**SUPPLIED DATA:**

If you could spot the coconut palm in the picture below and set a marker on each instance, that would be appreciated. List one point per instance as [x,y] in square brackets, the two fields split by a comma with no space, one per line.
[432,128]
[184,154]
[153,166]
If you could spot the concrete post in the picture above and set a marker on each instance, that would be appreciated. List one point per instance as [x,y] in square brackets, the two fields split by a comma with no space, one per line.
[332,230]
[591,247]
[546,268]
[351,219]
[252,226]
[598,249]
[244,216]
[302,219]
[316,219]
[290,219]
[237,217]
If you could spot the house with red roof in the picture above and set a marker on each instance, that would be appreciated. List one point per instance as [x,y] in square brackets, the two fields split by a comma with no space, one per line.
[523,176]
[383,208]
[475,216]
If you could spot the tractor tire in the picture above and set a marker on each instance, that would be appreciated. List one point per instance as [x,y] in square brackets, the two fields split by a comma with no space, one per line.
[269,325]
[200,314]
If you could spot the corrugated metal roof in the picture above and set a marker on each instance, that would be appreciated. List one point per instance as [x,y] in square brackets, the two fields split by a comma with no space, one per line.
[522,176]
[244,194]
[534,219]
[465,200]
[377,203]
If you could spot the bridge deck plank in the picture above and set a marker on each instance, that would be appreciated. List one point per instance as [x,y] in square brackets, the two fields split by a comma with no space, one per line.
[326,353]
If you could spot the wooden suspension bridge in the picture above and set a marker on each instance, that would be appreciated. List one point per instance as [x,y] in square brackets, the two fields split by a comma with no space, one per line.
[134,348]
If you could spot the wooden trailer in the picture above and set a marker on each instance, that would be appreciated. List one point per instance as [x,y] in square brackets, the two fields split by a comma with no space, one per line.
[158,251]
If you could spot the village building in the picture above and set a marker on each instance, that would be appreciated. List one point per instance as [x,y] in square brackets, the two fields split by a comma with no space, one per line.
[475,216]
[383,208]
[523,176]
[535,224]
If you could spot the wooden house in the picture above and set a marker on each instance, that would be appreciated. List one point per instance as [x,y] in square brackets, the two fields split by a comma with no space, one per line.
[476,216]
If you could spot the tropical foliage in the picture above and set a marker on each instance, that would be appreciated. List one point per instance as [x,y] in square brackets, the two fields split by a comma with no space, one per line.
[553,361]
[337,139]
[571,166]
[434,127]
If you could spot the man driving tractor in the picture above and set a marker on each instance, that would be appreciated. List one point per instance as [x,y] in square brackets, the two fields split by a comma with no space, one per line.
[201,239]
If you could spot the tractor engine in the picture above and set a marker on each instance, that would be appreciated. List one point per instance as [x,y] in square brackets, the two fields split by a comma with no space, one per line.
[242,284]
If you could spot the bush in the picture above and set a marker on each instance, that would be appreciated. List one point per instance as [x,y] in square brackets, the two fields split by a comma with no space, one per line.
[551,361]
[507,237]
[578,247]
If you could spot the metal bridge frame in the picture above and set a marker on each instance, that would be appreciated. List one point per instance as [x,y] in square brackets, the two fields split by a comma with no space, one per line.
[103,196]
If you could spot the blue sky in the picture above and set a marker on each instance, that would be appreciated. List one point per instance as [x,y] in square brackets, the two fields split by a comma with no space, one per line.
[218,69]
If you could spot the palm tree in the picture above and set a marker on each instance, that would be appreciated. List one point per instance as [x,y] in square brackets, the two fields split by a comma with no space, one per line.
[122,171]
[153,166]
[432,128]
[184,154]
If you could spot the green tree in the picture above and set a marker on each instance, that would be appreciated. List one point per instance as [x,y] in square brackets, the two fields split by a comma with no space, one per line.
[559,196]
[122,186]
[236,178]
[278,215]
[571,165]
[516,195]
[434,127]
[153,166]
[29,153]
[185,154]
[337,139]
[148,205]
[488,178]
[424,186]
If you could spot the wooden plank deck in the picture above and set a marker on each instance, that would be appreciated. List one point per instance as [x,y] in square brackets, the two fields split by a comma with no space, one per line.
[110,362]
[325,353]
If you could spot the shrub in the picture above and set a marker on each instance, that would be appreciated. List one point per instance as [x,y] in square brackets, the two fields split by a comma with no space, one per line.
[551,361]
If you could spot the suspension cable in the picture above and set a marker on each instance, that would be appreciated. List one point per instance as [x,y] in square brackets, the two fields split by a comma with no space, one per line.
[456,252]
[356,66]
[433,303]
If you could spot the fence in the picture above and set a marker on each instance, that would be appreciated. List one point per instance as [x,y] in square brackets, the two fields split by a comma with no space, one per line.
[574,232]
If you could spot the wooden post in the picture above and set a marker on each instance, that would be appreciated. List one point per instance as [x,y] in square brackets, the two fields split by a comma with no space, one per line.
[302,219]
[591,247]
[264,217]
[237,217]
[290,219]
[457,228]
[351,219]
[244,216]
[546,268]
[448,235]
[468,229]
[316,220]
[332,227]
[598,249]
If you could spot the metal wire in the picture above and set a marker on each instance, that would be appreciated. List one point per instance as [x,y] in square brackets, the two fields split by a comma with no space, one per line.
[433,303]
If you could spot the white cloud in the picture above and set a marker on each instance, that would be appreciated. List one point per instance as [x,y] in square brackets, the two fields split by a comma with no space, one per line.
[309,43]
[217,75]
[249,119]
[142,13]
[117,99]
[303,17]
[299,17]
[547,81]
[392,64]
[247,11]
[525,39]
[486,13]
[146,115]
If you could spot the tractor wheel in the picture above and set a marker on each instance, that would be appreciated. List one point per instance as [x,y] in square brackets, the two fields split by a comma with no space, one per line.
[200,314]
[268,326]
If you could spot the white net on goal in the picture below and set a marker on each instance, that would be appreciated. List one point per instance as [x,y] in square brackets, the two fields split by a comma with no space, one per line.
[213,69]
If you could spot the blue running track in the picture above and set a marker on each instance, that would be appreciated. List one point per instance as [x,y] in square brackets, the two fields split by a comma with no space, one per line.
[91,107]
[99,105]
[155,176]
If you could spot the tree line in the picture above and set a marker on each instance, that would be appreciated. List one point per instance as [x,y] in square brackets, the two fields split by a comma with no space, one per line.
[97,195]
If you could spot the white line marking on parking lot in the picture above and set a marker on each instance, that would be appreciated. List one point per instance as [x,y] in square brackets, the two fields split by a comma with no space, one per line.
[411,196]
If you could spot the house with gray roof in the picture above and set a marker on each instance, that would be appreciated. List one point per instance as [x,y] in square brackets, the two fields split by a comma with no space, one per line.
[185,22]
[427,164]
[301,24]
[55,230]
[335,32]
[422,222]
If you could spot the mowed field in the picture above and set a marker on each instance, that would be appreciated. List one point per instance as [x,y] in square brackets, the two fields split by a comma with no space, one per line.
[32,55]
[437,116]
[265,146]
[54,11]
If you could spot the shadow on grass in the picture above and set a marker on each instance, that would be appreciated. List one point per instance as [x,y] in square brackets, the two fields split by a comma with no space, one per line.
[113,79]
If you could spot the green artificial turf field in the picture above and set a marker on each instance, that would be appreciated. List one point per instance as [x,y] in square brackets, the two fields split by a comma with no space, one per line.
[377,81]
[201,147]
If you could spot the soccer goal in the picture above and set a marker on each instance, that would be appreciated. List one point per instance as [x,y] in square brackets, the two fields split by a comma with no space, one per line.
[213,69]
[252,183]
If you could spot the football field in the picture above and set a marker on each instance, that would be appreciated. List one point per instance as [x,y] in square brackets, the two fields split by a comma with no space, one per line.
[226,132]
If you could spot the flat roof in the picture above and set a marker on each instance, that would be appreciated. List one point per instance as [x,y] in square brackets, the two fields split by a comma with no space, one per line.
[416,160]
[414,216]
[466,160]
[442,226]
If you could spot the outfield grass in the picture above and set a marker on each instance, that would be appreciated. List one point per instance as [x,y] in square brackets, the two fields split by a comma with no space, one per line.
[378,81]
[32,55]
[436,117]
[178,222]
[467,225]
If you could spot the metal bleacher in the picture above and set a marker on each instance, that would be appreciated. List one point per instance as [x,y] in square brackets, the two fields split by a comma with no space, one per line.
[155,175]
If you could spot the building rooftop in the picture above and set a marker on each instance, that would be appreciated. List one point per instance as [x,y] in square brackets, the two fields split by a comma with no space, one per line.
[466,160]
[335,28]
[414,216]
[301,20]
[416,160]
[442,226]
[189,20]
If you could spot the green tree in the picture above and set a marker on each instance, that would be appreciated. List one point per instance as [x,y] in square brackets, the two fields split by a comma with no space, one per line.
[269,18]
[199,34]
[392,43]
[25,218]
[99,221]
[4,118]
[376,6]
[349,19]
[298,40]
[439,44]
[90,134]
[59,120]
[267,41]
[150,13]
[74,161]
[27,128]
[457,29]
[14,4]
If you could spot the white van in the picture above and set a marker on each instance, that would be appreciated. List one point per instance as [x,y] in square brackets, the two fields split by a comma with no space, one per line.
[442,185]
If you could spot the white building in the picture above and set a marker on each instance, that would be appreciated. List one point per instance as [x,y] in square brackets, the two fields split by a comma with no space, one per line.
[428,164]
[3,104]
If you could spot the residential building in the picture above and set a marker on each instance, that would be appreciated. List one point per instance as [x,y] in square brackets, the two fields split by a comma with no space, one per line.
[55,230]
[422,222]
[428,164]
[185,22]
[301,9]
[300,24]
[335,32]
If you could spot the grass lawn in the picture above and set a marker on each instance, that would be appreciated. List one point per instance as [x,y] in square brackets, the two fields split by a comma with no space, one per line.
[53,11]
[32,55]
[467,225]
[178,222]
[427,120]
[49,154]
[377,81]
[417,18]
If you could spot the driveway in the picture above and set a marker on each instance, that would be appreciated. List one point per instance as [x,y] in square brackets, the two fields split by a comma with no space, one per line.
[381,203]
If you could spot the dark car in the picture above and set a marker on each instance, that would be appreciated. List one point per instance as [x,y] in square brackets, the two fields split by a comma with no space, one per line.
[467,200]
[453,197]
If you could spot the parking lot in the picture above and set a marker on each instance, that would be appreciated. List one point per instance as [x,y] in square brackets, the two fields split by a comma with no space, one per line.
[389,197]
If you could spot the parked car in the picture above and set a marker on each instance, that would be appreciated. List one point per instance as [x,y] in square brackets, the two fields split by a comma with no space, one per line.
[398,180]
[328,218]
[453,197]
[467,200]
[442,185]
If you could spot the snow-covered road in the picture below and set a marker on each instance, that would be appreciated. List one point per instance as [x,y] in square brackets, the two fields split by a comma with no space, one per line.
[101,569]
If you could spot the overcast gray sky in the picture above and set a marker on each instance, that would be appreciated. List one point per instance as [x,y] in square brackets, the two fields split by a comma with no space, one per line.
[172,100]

**WHAT IS NEEDED:** Copy exactly the lines from the one containing "If you could spot the parked" through the last line of the records, both included, and nothing else.

**FULL ANSWER:**
If you could spot the parked car in the picture above and set a marker on each instance, that would be appreciated. List one point per instance as [x,y] in square brackets, the two fields split by a comma with no space, one per line.
[398,180]
[328,218]
[453,197]
[467,200]
[442,185]
If you could spot the snow-covered road in the picture below and set a marker on each instance, that would be appreciated. List one point per instance as [x,y] in square brackets, the two fields split by a comma with no space, one per line.
[101,569]
If you could spot the overcast gray sky in the picture above and set a marker on each instance, that would be appreciated. List one point per instance as [x,y] in square brackets, the two fields split by a comma with no space, one per line.
[172,100]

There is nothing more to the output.